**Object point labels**
▬▬▬▬▬▬▬▬▬▬
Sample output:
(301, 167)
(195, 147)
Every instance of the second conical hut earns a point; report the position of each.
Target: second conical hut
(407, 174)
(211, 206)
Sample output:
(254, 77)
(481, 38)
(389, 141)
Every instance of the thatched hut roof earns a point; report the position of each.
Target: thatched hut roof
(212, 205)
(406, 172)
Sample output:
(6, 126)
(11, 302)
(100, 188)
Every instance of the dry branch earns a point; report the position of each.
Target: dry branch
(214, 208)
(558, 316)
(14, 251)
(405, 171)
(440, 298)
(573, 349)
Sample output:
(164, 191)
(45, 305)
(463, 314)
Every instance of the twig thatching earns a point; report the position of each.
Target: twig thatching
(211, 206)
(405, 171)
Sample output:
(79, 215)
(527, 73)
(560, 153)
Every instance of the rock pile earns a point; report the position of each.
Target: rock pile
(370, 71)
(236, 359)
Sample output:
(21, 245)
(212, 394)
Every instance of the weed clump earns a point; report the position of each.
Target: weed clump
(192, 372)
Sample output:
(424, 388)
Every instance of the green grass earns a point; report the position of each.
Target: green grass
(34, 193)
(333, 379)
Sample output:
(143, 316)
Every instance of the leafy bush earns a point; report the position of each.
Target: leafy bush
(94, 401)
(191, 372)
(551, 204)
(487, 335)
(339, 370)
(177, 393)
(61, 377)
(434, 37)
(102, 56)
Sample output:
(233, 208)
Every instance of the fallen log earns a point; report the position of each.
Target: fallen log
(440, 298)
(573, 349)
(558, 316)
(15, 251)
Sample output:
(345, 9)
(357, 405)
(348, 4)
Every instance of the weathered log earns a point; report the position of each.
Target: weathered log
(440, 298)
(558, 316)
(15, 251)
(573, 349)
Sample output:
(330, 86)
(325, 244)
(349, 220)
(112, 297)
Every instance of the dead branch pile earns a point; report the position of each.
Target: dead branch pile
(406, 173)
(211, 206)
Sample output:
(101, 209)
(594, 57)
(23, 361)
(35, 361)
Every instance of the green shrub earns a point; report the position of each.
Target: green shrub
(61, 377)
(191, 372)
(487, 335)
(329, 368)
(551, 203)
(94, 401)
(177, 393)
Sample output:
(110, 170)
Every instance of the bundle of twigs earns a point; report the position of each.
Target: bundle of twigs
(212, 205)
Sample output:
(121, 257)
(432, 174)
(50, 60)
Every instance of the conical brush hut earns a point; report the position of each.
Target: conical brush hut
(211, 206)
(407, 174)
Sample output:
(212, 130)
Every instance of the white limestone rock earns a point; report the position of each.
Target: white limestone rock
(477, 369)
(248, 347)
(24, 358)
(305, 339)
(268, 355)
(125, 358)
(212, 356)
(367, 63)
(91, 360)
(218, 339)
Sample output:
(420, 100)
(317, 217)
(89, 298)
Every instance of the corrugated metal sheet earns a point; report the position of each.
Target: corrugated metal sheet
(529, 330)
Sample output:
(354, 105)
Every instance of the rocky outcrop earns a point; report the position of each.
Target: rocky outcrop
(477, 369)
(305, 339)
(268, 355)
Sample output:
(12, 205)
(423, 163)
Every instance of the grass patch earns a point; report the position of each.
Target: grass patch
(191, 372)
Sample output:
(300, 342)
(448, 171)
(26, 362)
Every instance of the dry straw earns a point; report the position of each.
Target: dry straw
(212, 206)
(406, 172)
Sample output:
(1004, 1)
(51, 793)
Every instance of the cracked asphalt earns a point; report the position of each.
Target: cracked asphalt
▬▬▬▬▬▬▬▬▬▬
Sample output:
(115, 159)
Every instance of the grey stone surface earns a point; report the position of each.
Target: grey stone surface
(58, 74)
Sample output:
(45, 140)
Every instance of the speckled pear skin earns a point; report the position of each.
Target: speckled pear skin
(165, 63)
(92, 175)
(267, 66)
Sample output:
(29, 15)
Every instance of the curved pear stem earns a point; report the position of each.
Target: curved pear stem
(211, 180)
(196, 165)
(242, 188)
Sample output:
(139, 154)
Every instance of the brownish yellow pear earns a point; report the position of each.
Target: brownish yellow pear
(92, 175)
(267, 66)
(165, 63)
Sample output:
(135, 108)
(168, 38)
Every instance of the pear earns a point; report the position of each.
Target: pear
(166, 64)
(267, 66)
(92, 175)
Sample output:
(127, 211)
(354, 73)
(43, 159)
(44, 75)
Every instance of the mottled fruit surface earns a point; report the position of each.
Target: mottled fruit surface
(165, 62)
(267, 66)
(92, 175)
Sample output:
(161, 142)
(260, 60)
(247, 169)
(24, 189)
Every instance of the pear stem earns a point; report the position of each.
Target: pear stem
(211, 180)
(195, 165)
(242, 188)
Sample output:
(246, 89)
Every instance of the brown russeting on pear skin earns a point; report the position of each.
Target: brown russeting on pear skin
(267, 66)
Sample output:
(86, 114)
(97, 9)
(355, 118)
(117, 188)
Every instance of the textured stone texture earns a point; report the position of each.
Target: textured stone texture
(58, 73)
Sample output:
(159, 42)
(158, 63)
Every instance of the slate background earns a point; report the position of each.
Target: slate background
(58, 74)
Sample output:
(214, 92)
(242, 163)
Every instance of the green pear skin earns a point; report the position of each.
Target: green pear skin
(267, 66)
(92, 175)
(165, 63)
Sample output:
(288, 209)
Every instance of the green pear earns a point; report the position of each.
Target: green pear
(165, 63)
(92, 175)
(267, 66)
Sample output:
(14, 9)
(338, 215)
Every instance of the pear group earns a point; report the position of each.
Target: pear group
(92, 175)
▬▬▬▬▬▬▬▬▬▬
Locate each line of the records that contains the string "thatching" and copy those lines.

**Response to the task**
Every instance of the twig thatching earns a point; report the position of each.
Target: twig thatching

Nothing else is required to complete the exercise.